Problem to solve = Copy word for word the line containing "the white blaze" together with all lines following it to the end of the listing below, without the pictures.
— Begin Data in this exercise —
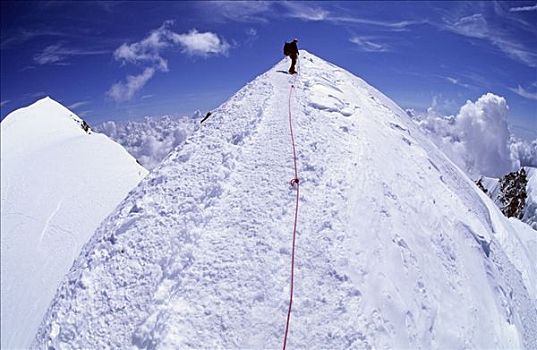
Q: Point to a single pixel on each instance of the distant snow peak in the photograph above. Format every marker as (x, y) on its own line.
(59, 181)
(396, 247)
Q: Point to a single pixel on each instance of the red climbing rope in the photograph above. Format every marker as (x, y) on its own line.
(295, 183)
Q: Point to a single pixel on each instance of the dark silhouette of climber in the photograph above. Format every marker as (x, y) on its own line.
(291, 50)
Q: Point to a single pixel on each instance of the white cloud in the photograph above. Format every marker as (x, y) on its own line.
(523, 8)
(58, 54)
(124, 91)
(77, 104)
(150, 140)
(149, 50)
(304, 11)
(477, 26)
(365, 44)
(477, 138)
(524, 93)
(456, 81)
(195, 43)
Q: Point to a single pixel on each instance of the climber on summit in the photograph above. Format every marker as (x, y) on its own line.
(291, 50)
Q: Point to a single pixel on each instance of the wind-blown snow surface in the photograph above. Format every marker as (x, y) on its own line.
(58, 184)
(396, 247)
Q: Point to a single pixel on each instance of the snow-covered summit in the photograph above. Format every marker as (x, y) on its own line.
(59, 181)
(396, 247)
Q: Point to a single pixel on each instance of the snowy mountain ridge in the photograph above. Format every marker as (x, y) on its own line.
(515, 194)
(396, 247)
(59, 181)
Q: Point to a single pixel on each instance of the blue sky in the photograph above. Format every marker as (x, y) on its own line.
(126, 60)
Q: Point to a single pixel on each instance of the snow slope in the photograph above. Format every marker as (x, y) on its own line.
(397, 248)
(58, 183)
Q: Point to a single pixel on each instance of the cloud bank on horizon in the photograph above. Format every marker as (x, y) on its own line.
(478, 138)
(149, 50)
(410, 51)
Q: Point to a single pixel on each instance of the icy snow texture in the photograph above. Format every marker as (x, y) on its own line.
(58, 184)
(397, 248)
(150, 140)
(478, 139)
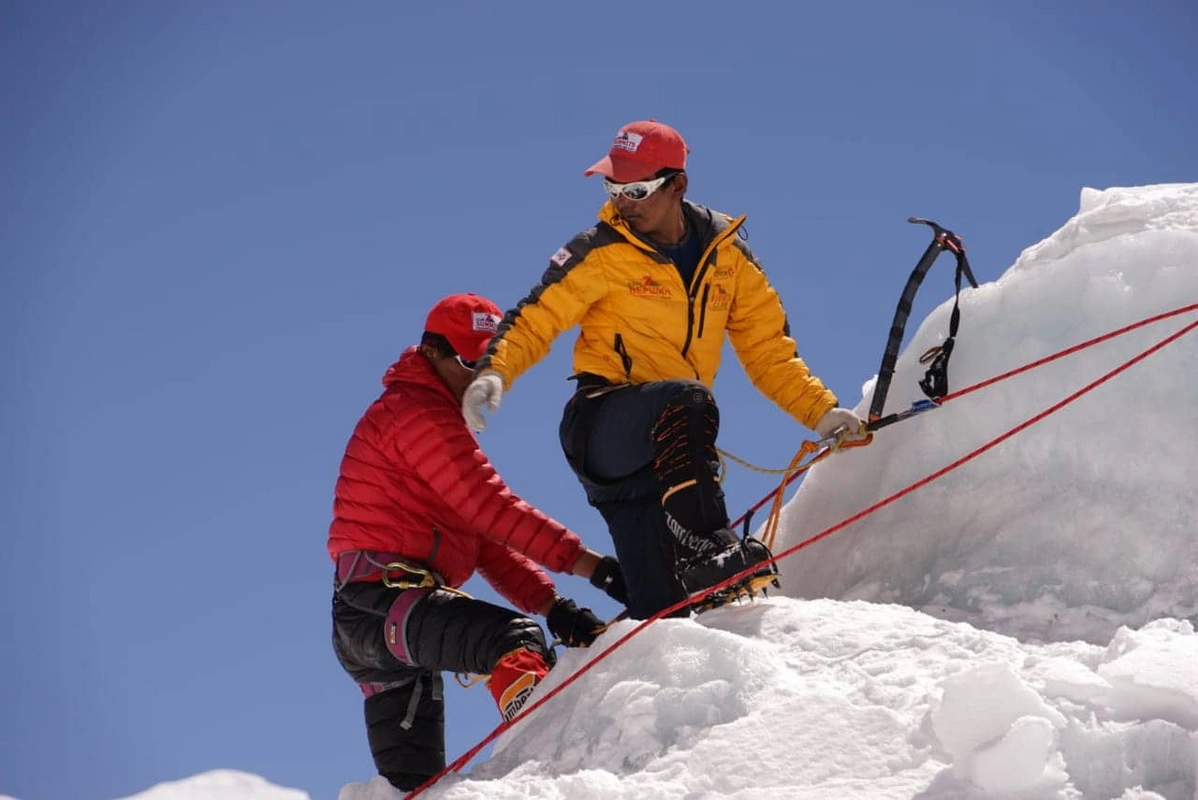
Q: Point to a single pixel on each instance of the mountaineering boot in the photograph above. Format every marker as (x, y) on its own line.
(514, 678)
(701, 573)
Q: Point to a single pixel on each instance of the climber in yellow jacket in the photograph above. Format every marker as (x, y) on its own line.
(654, 288)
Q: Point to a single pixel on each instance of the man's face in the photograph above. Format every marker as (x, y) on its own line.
(451, 370)
(655, 211)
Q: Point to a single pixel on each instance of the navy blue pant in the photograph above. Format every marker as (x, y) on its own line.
(607, 441)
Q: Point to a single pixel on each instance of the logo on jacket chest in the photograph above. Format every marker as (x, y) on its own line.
(721, 297)
(648, 288)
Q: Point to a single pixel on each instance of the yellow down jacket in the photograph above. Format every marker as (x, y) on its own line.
(639, 322)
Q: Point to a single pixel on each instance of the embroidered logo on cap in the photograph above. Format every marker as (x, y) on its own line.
(627, 140)
(485, 322)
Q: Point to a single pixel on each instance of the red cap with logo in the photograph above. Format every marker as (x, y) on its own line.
(467, 321)
(640, 150)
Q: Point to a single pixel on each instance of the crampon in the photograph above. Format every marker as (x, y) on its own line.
(744, 589)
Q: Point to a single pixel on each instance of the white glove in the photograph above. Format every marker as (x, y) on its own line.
(836, 418)
(485, 391)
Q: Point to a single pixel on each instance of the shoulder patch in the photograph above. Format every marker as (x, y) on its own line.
(561, 256)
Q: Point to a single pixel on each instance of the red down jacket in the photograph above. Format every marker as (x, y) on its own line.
(415, 482)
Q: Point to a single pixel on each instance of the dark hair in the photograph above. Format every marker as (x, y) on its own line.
(439, 344)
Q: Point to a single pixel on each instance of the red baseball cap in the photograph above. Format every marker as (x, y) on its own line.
(640, 150)
(467, 321)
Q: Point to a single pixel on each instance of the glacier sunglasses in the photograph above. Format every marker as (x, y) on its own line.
(635, 191)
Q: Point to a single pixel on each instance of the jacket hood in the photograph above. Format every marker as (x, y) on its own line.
(413, 369)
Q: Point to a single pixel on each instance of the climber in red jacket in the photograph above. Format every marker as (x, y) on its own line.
(418, 508)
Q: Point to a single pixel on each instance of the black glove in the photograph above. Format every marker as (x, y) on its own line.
(572, 625)
(609, 579)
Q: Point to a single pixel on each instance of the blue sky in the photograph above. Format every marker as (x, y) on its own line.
(219, 224)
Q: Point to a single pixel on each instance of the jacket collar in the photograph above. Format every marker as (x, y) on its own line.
(413, 369)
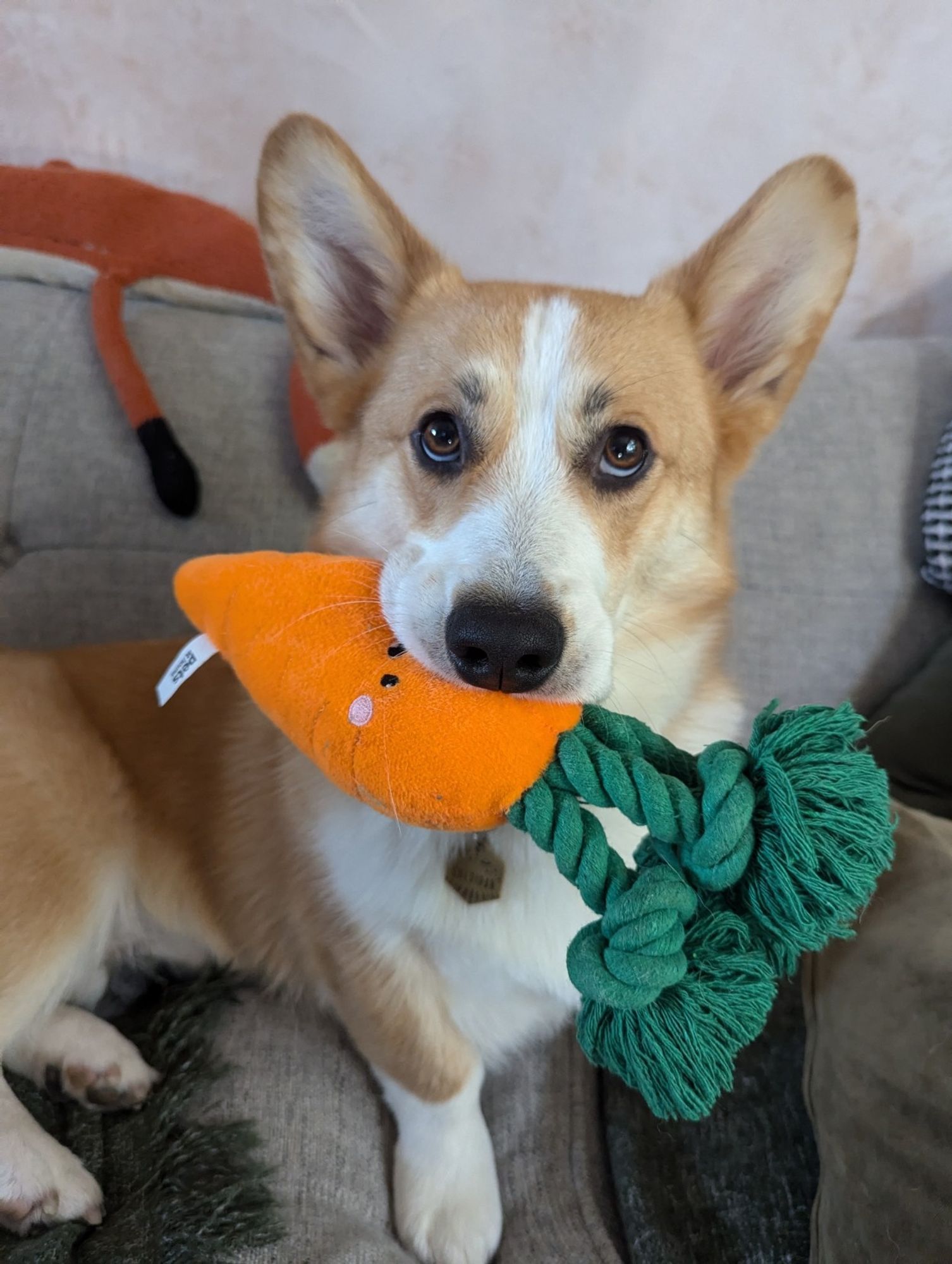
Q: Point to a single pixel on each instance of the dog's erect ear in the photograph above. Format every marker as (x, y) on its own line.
(343, 260)
(762, 293)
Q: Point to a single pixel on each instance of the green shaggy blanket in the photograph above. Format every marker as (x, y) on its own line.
(178, 1191)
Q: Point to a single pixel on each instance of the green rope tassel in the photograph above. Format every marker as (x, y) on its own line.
(752, 859)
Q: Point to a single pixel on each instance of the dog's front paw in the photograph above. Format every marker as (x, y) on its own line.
(448, 1208)
(44, 1184)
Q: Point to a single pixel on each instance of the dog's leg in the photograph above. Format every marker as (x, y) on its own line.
(41, 1181)
(446, 1191)
(75, 1054)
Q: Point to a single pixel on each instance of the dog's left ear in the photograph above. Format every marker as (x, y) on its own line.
(343, 260)
(760, 295)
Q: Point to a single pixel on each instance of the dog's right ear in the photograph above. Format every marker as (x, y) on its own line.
(343, 260)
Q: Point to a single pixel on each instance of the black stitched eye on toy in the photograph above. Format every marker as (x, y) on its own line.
(625, 454)
(439, 439)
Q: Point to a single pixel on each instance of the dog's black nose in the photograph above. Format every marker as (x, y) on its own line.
(504, 647)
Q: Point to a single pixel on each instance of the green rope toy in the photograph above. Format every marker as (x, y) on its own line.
(752, 859)
(753, 856)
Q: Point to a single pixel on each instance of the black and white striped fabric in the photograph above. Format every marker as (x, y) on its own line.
(937, 518)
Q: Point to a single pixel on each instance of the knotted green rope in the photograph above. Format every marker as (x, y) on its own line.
(752, 858)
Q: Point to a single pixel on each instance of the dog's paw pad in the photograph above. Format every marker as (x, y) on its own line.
(123, 1085)
(51, 1188)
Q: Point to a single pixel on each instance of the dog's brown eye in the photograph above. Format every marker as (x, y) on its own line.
(439, 438)
(625, 453)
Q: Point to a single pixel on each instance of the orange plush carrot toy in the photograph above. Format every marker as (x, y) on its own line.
(130, 231)
(753, 856)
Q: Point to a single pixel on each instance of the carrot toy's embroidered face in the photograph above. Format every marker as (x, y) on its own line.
(544, 473)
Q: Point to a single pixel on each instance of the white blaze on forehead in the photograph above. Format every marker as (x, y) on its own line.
(544, 380)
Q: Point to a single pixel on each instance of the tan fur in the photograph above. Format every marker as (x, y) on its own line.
(178, 807)
(130, 829)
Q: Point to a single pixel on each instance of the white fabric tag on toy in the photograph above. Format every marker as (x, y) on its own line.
(185, 664)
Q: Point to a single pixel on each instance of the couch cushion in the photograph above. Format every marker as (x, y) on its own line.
(878, 1076)
(827, 529)
(87, 552)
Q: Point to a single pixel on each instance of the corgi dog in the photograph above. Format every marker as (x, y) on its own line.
(546, 475)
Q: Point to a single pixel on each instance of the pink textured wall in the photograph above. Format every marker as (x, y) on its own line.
(572, 141)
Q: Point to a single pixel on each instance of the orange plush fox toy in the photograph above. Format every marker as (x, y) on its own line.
(130, 231)
(304, 634)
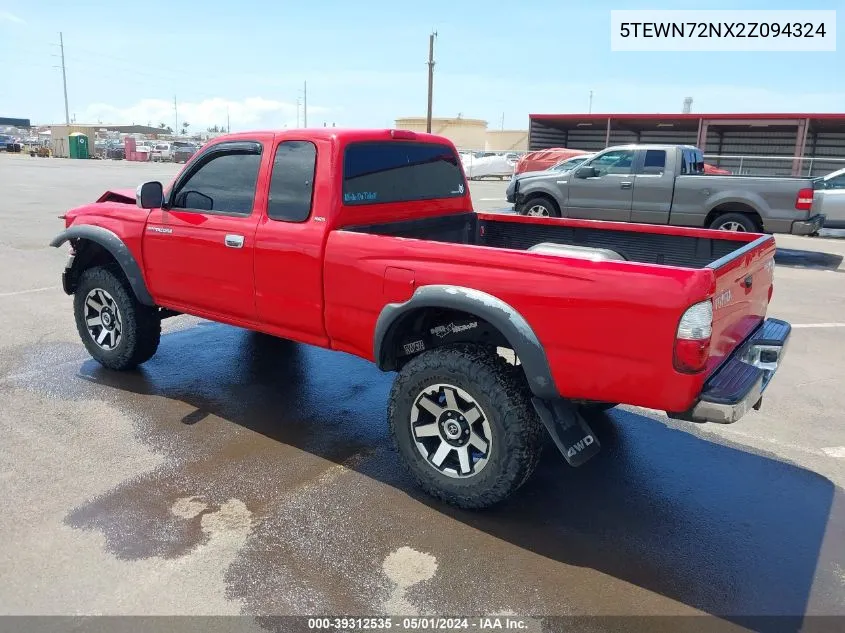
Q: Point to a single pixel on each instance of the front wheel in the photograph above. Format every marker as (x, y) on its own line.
(117, 330)
(463, 423)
— End Data in this exercise —
Result of the task =
Q: Point to a single pixel on each instance of the white blaze on forehead in the photograph above. Format every marker as (x, y) on its own line.
(544, 380)
Q: Point to a single pixel on each instance of the tan fur in the photograph above. Format every marker as (x, y) on its own line.
(178, 807)
(130, 829)
Q: Point to a single pixel on each instance of the white fabric tag on toy in the photograph above. Format every marker as (x, y) on its own line.
(185, 664)
Q: Point to a single pixel on each instance of the couch cushion in the photograph above. Format every marker as (x, y) on its own line.
(878, 1076)
(827, 529)
(87, 552)
Q: Point to a single pixel on each instance of the corgi dog in the photograph above. Format every marker as (x, y) on its own line.
(546, 475)
Q: Point to a single pixel on each instance of the pink textured wall in the photograph above. Format every marker as (x, y) on its own line.
(572, 141)
Q: Point to a single pixel on each instance of the orange plush fox toy in the photograph above. Format every marker as (x, y) on its own line.
(130, 231)
(304, 634)
Q: Point to a single pixel on each instance of the front wheel in the photograph above. Format every marker as (x, y) on its own line.
(117, 330)
(463, 423)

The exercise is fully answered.